> _La consegna_
Riscrivi per intero solo le righe che vanno da quella con "Indicate the white" fino a quella con "[(226, 160)]", entrambe comprese, lasciando il resto del testo com'è. Riscala le coordinate dei punti nelle risposte moltiplicandole per 1,3 e arrotondandole all'intero, con le metà per eccesso.

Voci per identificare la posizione
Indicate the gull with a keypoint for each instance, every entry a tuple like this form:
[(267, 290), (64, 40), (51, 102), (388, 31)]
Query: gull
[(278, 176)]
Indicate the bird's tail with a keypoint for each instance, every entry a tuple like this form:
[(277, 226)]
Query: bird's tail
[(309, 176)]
==
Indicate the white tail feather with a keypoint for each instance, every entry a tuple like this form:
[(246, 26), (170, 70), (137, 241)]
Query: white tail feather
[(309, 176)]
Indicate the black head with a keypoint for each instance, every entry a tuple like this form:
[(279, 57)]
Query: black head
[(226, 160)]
==
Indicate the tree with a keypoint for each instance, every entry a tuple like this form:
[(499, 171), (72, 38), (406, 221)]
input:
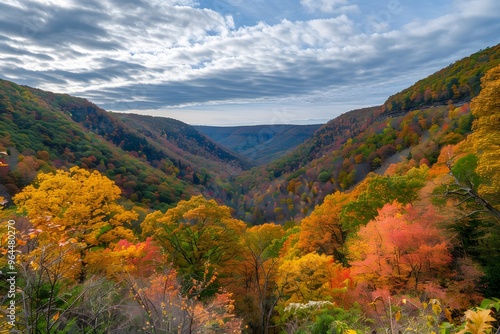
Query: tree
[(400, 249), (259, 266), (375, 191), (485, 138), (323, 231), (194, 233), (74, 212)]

> _Risposta all'esercizio_
Indicate the white tail feather with a keypoint for each instance, every entry a tuple like this form:
[(246, 26), (170, 70), (137, 241)]
Query: white tail feather
[(402, 229)]
Indicate the black head with a keypoint for each instance, every entry a tuple like this form:
[(279, 57)]
Query: black head
[(294, 208)]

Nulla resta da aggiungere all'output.